Tapi jika saat kita bekerja maksimal dan gak
ada apresiasi dari perusahaan?
Ya kalau
begitu, ada baiknya untuk mencari perusahaan yang akan mengapresiasi pekerjaan
kita.
Karena memiliki keluarga bukan sebatas
hanya memiliki hubungan darah.
Tempat
kerja gue dalah tempat yang seru, hampir 8 jam sehari gue bertemu dan
berinteraksi dengan rekan kerja gue—kecuali akhir pekan—. Ruangan kerja gue dan
teman – teman yang lain hanya sebuah ruangan dengan rak yang menempel di
dinding dan sebuah meja panjang tanpa sekat, di tempat kerja gue setiap staff
(kecuali manajer) gak punya meja sendiri, semuanya harus berbagi, baik meja,
komputer ataupun kursi. Itu dikarenakan kita semua adalah pekerja lapangan yang
selalu berpergian, singkat kata, kerja kita diluar, kadang harus pergi ke
tempat baru dan bertemu orang – orang baru (baca:customer baru). Ketika ada
kesempatan berkumpul selalu aja ada cerita baru dari masing - masing orang, dan
yang paling seru, cerita – cerita baru itu selalu ada setiap hari! Ya, setiap
hari. Entah itu adalah cerita konyol yang mengundang gelak tawa, atau cerita
aneh yang mengundang cemoohan. Setiap orang selalu punya pengalaman dan cerita
untuk dibagikan. Kombinasi orang – orang yang unik dan tempat yang dibuat tanpa
sekat membuat tempat gue selalu riuh, lebih mirip tempat nongkrong daripada
tempat kerja. Bahkan, Mbak Dini—mantan rekan kerja yang udah resign dan sekarang
kerja si tempat lain—saat berkesempatan chat di BBM pernah berujar kalau dia
sangat merindukan suasana keriuhan diivisi kita. “Kangeeeeeen.” Ketiknya di
BBM.

▬▬▬▬▬▬

* _Petunjuk_
(a) Menurut teks bacaan, siapa satu-satunya yang memiliki meja sendiri di tempat kerja itu?
(b) Salin bagian teks bacaan dari "Tapi jika saat" sampai "memiliki hubungan darah." tanpa mengubah satu huruf pun.

* _Data yang Diberikan_
▬▬▬▬▬▬

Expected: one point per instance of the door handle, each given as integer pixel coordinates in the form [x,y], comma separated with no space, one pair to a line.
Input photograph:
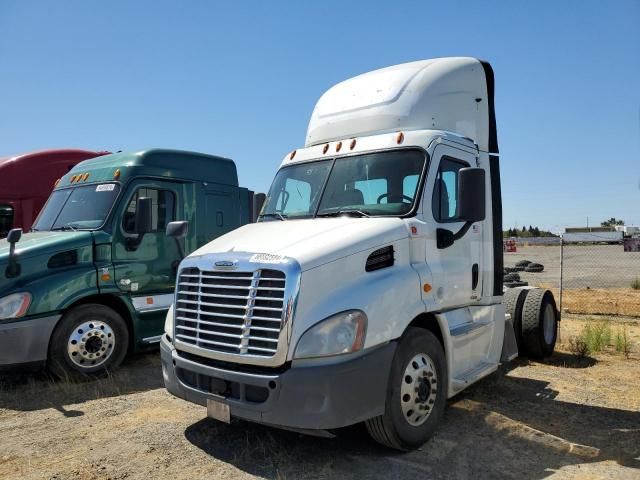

▬▬▬▬▬▬

* _Jawaban Tiap Soal_
(a) Manajer.

(b)
Tapi jika saat kita bekerja maksimal dan gak
ada apresiasi dari perusahaan?
Ya kalau
begitu, ada baiknya untuk mencari perusahaan yang akan mengapresiasi pekerjaan
kita.
Karena memiliki keluarga bukan sebatas
hanya memiliki hubungan darah.